[Data extracts]
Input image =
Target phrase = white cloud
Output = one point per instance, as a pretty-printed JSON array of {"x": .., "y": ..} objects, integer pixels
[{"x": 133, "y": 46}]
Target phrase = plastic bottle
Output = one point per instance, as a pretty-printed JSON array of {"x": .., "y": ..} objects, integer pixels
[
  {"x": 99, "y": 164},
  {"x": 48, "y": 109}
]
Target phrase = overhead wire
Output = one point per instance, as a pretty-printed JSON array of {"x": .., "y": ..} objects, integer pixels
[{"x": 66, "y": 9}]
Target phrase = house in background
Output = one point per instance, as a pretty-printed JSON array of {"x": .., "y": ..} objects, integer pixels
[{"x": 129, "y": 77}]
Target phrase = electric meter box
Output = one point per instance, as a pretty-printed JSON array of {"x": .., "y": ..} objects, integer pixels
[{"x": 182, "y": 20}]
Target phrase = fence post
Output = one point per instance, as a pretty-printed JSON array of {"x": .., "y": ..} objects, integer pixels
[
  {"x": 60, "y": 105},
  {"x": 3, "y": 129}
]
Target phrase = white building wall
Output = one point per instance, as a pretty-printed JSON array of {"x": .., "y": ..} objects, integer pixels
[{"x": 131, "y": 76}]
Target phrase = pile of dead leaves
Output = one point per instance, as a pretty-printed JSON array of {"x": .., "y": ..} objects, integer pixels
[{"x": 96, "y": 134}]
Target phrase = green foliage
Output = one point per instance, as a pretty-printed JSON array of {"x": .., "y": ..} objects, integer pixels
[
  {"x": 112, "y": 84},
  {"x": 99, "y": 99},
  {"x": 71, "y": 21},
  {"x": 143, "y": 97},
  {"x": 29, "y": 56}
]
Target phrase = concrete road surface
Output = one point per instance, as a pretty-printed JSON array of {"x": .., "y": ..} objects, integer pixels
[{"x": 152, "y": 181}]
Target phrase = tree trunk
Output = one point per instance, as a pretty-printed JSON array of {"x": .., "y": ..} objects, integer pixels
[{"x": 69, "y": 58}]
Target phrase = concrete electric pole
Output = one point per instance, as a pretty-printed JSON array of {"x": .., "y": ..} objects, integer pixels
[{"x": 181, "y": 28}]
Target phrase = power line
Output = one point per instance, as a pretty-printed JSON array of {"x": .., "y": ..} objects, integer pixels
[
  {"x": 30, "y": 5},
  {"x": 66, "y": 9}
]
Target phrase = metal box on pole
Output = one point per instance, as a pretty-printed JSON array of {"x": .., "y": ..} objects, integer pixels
[/Data extracts]
Task item: Reproduce all of the entries word for word. Omit nothing.

Output of the task:
Input image =
Target phrase = white cloud
Output = one point per instance, as a pretty-printed JSON array of {"x": .., "y": ..} objects, integer pixels
[{"x": 133, "y": 46}]
Target phrase = plastic bottle
Output = one point per instance, as a pretty-printed JSON array of {"x": .., "y": ..} objects, integer pixels
[
  {"x": 99, "y": 164},
  {"x": 48, "y": 109}
]
Target phrase = overhead wire
Output = one point per instance, as a pretty-printed JSON array of {"x": .., "y": ..} objects, integer pixels
[{"x": 66, "y": 9}]
Target phrase = house in background
Output = one point per instance, as a pretty-printed JSON array of {"x": .., "y": ..} objects, integer pixels
[{"x": 129, "y": 77}]
Target phrase = electric meter box
Output = one point per instance, as a pretty-printed JSON array of {"x": .., "y": ..} objects, integer pixels
[{"x": 182, "y": 20}]
Target phrase = fence post
Output = one point per instance, as a pretty-printed JSON array of {"x": .., "y": ..} objects, integer pixels
[
  {"x": 60, "y": 105},
  {"x": 3, "y": 129}
]
Target phrase = white building wall
Output = one point per instance, as a pretty-printed JSON array of {"x": .., "y": ..} objects, integer pixels
[{"x": 131, "y": 76}]
Target phrase = pile of dead leaves
Output = one point per instance, as a pretty-printed JSON array of {"x": .., "y": ..} objects, integer pixels
[{"x": 96, "y": 134}]
Target phrase = green foliage
Output = one point per instance, as a pretty-printed JSON array of {"x": .., "y": ..} objects, integer pixels
[
  {"x": 112, "y": 84},
  {"x": 99, "y": 99},
  {"x": 71, "y": 21},
  {"x": 143, "y": 97},
  {"x": 29, "y": 56}
]
Target phrase = concrete road surface
Output = one point per instance, as a pretty-printed JSON array of {"x": .., "y": ..} objects, integer pixels
[{"x": 152, "y": 181}]
Target phrase = tree trunk
Output = one point per instance, as a pretty-printed JSON array of {"x": .., "y": ..} objects, integer pixels
[{"x": 69, "y": 58}]
Target phrase = concrete electric pole
Output = one point per instance, as a pretty-printed JSON array of {"x": .., "y": ..} objects, integer pixels
[{"x": 181, "y": 28}]
Target phrase = power line
Output = one point per instance, as a pretty-printed JSON array of {"x": .., "y": ..} objects, integer pixels
[
  {"x": 30, "y": 5},
  {"x": 66, "y": 9}
]
Target phrase = metal box on pole
Output = one point per instance, as a pretty-printed JSON array of {"x": .., "y": ..} objects, integer pixels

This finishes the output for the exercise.